Given data:
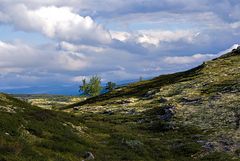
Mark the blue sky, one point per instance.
(56, 43)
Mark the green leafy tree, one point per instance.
(84, 87)
(93, 88)
(111, 86)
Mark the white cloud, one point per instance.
(235, 46)
(60, 23)
(18, 58)
(188, 59)
(156, 37)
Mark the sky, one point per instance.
(50, 46)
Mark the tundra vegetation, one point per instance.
(191, 115)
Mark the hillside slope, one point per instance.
(192, 115)
(206, 98)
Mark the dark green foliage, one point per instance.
(93, 88)
(110, 86)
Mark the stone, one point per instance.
(88, 156)
(132, 112)
(169, 112)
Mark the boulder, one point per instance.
(88, 156)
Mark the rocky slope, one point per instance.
(192, 115)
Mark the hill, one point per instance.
(191, 115)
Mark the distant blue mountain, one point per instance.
(66, 89)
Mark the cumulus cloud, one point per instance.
(60, 23)
(188, 59)
(19, 58)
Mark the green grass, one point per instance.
(125, 125)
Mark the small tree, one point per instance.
(93, 88)
(111, 86)
(84, 87)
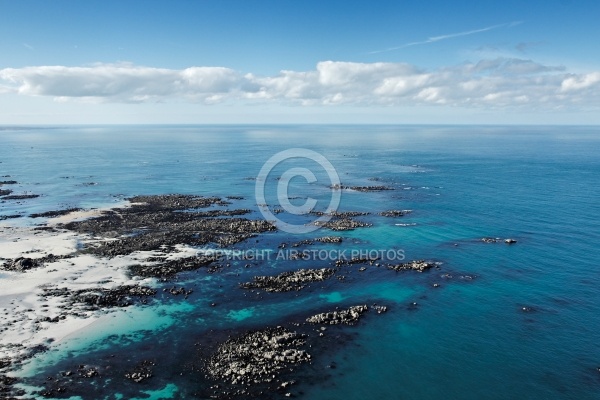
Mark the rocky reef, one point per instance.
(288, 281)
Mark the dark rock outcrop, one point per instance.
(288, 281)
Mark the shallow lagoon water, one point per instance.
(468, 338)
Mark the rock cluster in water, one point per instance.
(394, 213)
(348, 317)
(288, 281)
(342, 224)
(98, 298)
(498, 240)
(143, 371)
(257, 357)
(22, 264)
(377, 188)
(56, 213)
(416, 265)
(159, 267)
(161, 222)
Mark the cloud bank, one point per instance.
(491, 84)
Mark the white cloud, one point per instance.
(487, 84)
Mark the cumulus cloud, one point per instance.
(488, 83)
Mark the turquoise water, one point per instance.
(468, 339)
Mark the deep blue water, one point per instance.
(468, 339)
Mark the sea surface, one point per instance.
(518, 321)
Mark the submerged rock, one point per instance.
(257, 357)
(416, 265)
(342, 224)
(362, 188)
(395, 213)
(20, 197)
(161, 222)
(22, 264)
(143, 371)
(57, 213)
(348, 317)
(100, 298)
(288, 281)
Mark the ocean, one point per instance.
(492, 321)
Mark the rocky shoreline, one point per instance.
(153, 238)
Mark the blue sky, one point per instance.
(282, 61)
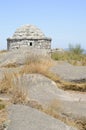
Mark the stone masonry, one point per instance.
(28, 36)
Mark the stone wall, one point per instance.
(32, 43)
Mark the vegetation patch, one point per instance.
(74, 55)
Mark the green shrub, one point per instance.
(76, 49)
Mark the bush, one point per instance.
(76, 49)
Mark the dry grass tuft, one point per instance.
(11, 84)
(37, 65)
(10, 65)
(3, 51)
(6, 83)
(19, 94)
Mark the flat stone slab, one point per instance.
(69, 72)
(26, 118)
(46, 92)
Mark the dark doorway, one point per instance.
(30, 43)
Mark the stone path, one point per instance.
(26, 118)
(69, 72)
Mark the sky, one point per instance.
(62, 20)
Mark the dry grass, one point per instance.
(10, 65)
(73, 58)
(19, 93)
(37, 65)
(6, 83)
(11, 85)
(3, 51)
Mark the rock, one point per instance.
(26, 118)
(42, 89)
(20, 56)
(69, 72)
(45, 92)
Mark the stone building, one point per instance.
(28, 36)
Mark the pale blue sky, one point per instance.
(62, 20)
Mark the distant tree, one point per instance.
(76, 49)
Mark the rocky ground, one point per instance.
(48, 106)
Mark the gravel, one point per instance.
(26, 118)
(69, 72)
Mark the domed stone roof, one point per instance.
(28, 32)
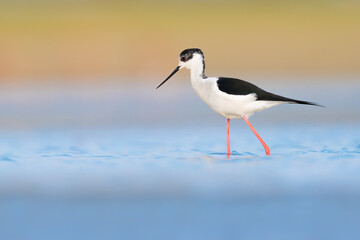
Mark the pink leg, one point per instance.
(228, 137)
(267, 149)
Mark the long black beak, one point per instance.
(176, 69)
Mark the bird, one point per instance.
(232, 98)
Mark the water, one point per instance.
(169, 178)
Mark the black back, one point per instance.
(235, 86)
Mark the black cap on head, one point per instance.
(187, 54)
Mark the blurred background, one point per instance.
(61, 57)
(90, 150)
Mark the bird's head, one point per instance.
(189, 58)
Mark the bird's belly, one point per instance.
(235, 106)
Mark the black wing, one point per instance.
(235, 86)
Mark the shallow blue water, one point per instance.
(168, 183)
(104, 163)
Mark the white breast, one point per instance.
(227, 105)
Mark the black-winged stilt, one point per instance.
(230, 97)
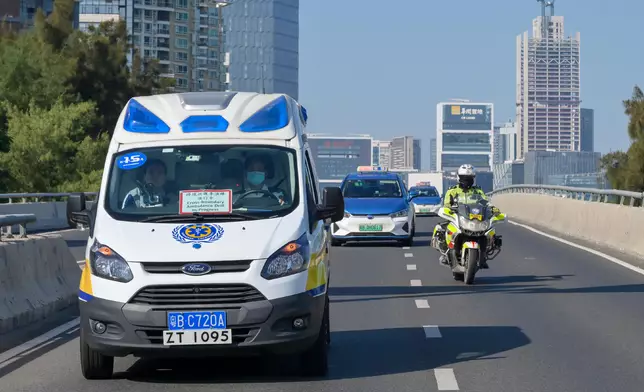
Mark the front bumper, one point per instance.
(427, 209)
(392, 228)
(258, 328)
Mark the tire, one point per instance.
(314, 361)
(94, 365)
(472, 265)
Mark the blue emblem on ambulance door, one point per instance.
(197, 234)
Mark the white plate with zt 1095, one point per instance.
(197, 328)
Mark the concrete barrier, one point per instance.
(610, 225)
(38, 277)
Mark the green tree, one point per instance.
(50, 150)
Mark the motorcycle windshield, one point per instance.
(473, 206)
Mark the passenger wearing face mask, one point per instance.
(256, 179)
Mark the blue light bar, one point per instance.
(138, 119)
(304, 114)
(271, 117)
(214, 123)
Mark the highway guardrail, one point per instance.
(7, 221)
(612, 196)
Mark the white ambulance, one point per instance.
(209, 234)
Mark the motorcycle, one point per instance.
(470, 234)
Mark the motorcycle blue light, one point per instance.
(269, 118)
(138, 119)
(213, 123)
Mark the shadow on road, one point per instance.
(353, 354)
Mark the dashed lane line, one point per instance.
(446, 379)
(8, 356)
(432, 331)
(422, 304)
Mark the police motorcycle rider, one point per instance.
(466, 176)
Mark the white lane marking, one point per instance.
(27, 353)
(422, 304)
(589, 250)
(7, 355)
(432, 331)
(73, 330)
(446, 379)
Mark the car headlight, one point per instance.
(107, 264)
(288, 260)
(400, 214)
(473, 225)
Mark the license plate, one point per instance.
(370, 227)
(197, 337)
(197, 328)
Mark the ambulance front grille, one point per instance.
(207, 294)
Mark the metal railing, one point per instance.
(7, 221)
(38, 197)
(628, 198)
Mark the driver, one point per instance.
(155, 179)
(256, 179)
(466, 176)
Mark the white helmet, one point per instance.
(466, 175)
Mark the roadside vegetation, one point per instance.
(61, 92)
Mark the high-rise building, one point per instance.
(505, 142)
(187, 37)
(20, 14)
(263, 41)
(417, 155)
(402, 153)
(464, 134)
(432, 154)
(587, 130)
(337, 156)
(381, 153)
(548, 86)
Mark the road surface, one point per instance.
(544, 317)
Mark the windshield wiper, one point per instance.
(197, 217)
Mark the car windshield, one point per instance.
(371, 188)
(220, 182)
(425, 191)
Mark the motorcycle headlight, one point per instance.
(288, 260)
(400, 214)
(473, 225)
(107, 264)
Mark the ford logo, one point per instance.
(196, 269)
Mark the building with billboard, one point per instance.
(337, 156)
(548, 86)
(464, 134)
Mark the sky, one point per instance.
(380, 67)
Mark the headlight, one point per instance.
(106, 263)
(473, 225)
(400, 214)
(288, 260)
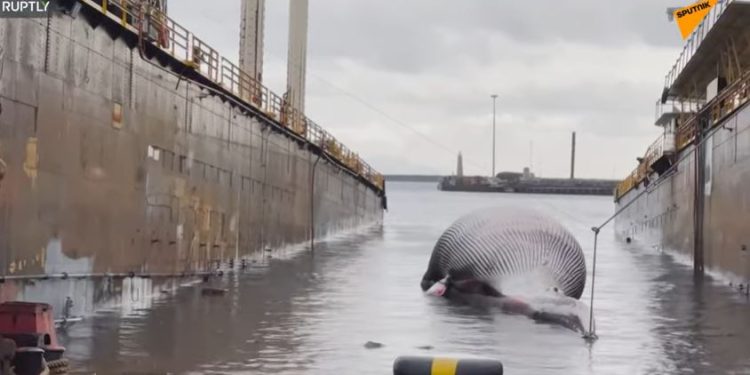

Work to be completed:
Reproduce all of the rows above word for word, leaving out the pictures.

Response:
Mark the blue sky, one point per instance.
(56, 43)
Mark the green leafy tree, one point per instance.
(84, 87)
(93, 88)
(111, 86)
Mark the white cloud, one point per instance.
(235, 46)
(60, 23)
(18, 58)
(188, 59)
(156, 37)
Mark the sky, one point per instance.
(50, 46)
Mark the tundra vegetation, one point per instance.
(191, 115)
Mark the hillside slope, one point per instance.
(192, 115)
(206, 98)
Mark the dark green foliage, one point per instance.
(93, 88)
(110, 86)
Mark the stone, one point per instance.
(88, 156)
(132, 112)
(169, 112)
Mark the boulder, one point per instance.
(88, 156)
Mark the rocky slope, one point per instance.
(192, 115)
Mark the hill, one point per instance.
(191, 115)
Mark the distant blue mountain, one point per instance.
(66, 89)
Mark the cumulus cloud, one point per instance.
(60, 23)
(188, 59)
(19, 58)
Mark the green grass, one point per instance.
(125, 125)
Mark the small tree, one point per instance.
(93, 88)
(111, 86)
(84, 87)
Mark the rocky reef, one point per instance.
(288, 281)
Mark the dark rock outcrop, one point per instance.
(288, 281)
Mark the shallow lagoon water, one point per instance.
(468, 338)
Mark the rock cluster in water, one point per instance.
(394, 213)
(348, 317)
(288, 281)
(342, 224)
(98, 298)
(498, 240)
(143, 371)
(257, 357)
(22, 264)
(377, 188)
(56, 213)
(416, 265)
(159, 267)
(161, 222)
Mark the cloud bank, one point per instance.
(491, 84)
Mark the white cloud, one point per instance.
(487, 84)
Mark the cumulus cloud, one point per instance.
(488, 83)
Mark the turquoise water, one point per instance.
(468, 339)
Mark the deep blue water, one point per instance.
(468, 339)
Mark the sea surface, one point per instance.
(518, 321)
Mark the submerged rock, one point per instance.
(257, 357)
(416, 265)
(342, 224)
(362, 188)
(395, 213)
(20, 197)
(161, 222)
(22, 264)
(143, 371)
(57, 213)
(348, 317)
(100, 298)
(288, 281)
Mark the ocean, one point per instance.
(492, 321)
Mark the rocky shoreline, one point per instance.
(153, 238)
Mark the blue sky, one point per instance.
(282, 61)
Mark the stone masonry, one point per instance.
(28, 36)
Mark the stone wall, one point per instance.
(32, 43)
Mark the vegetation patch, one point per instance.
(74, 55)
Mark the green shrub, one point per instance.
(76, 49)
Mark the bush, one point per instance.
(76, 49)
Mark the dry grass tuft, one point per instance.
(11, 84)
(37, 65)
(10, 65)
(3, 51)
(6, 83)
(19, 94)
Mark the flat stone slab, one point per instance.
(69, 72)
(26, 118)
(46, 92)
Mark the dark doorway, one point per instance.
(30, 43)
Mark the stone path, one point per instance.
(26, 118)
(69, 72)
Mark the sky, one point per instance.
(62, 20)
Mark the dry grass, one point per instance.
(10, 65)
(73, 58)
(19, 93)
(37, 65)
(6, 83)
(11, 85)
(3, 51)
Mark the rock, one point per instance.
(26, 118)
(42, 89)
(20, 56)
(69, 72)
(45, 92)
Mark the stone building, one point per instance.
(28, 36)
Mark the pale blue sky, one point per instance.
(62, 20)
Mark the distant tree, one point per instance.
(76, 49)
Mark the rocky ground, one point per instance.
(48, 106)
Mark the gravel, one point per instance.
(26, 118)
(69, 72)
Mark the domed stone roof, one point per instance.
(28, 32)
Mark the pink leg, one point per instance.
(228, 137)
(267, 149)
Mark the long black beak, one point per instance.
(176, 69)
Mark the bird, one point per instance.
(232, 98)
Mark the water, one point per instance.
(169, 178)
Mark the black back, one point per instance.
(235, 86)
Mark the black cap on head, one point per instance.
(187, 54)
Mark the blurred background, one point per instance.
(61, 57)
(90, 150)
Mark the bird's head, one point per instance.
(189, 58)
Mark the bird's belly, one point per instance.
(235, 106)
Mark the black wing, one point per instance.
(235, 86)
Mark the shallow blue water, one point per instance.
(168, 183)
(104, 163)
Mark the white breast, one point per instance.
(227, 105)
Mark the black-winged stilt, one point per instance.
(230, 97)
Mark the front bumper, one point per instance.
(427, 209)
(392, 228)
(258, 328)
Mark the tire, one point per instance.
(314, 361)
(94, 365)
(472, 265)
Mark the blue emblem on ambulance door, one point per instance.
(197, 234)
Mark the white plate with zt 1095, one point per instance.
(197, 328)
Mark the concrete barrier, one point per instance.
(610, 225)
(38, 277)
Mark the green tree, one point per instance.
(50, 150)
Mark the motorcycle windshield, one point per instance.
(473, 206)
Mark the passenger wearing face mask, one point per instance.
(256, 179)
Mark the blue light bar, one point per instance.
(138, 119)
(304, 114)
(271, 117)
(214, 123)
Mark the highway guardrail, one point per instance.
(7, 221)
(612, 196)
Mark the white ambulance, one point per instance.
(209, 234)
Mark the motorcycle, one point per instance.
(470, 234)
Mark the motorcycle blue light, one point per instance.
(269, 118)
(138, 119)
(213, 123)
Mark the shadow on road, one point per instance.
(353, 354)
Mark the dashed lane line, one point per instance.
(446, 379)
(8, 356)
(432, 331)
(422, 304)
Mark the police motorcycle rider, one point per instance.
(466, 176)
Mark the white lane marking, one point per instance.
(27, 353)
(422, 304)
(589, 250)
(7, 355)
(432, 331)
(73, 330)
(446, 379)
Mark the car headlight, one point per instance.
(107, 264)
(288, 260)
(400, 214)
(473, 225)
Mark the license plate, one point per instance.
(370, 227)
(197, 337)
(197, 328)
Mark the ambulance front grille, one point per instance.
(207, 294)
Mark the metal railing, one point per instance.
(7, 221)
(38, 197)
(628, 198)
Mark the driver, one point per instance.
(155, 179)
(256, 179)
(466, 176)
Mark the white helmet, one point per instance.
(466, 175)
Mark the roadside vegetation, one point per instance.
(61, 92)
Mark the high-rise building, one point per instance.
(505, 142)
(187, 37)
(20, 14)
(263, 41)
(417, 155)
(402, 153)
(464, 134)
(432, 154)
(587, 130)
(337, 156)
(381, 153)
(548, 86)
Mark the road surface, one point per instance.
(544, 317)
Mark the windshield wiper, one point per instance.
(197, 217)
Mark the car windshield, one point per instance.
(371, 188)
(220, 182)
(425, 191)
Mark the motorcycle headlight, one point per instance.
(288, 260)
(400, 214)
(473, 225)
(107, 264)
Mark the ford logo, one point per instance.
(196, 269)
Mark the building with billboard, one point per instance.
(337, 156)
(548, 86)
(464, 134)
Mark the sky, one point per instance.
(380, 67)
Mark the headlight, one point per instance.
(106, 263)
(473, 225)
(400, 214)
(288, 260)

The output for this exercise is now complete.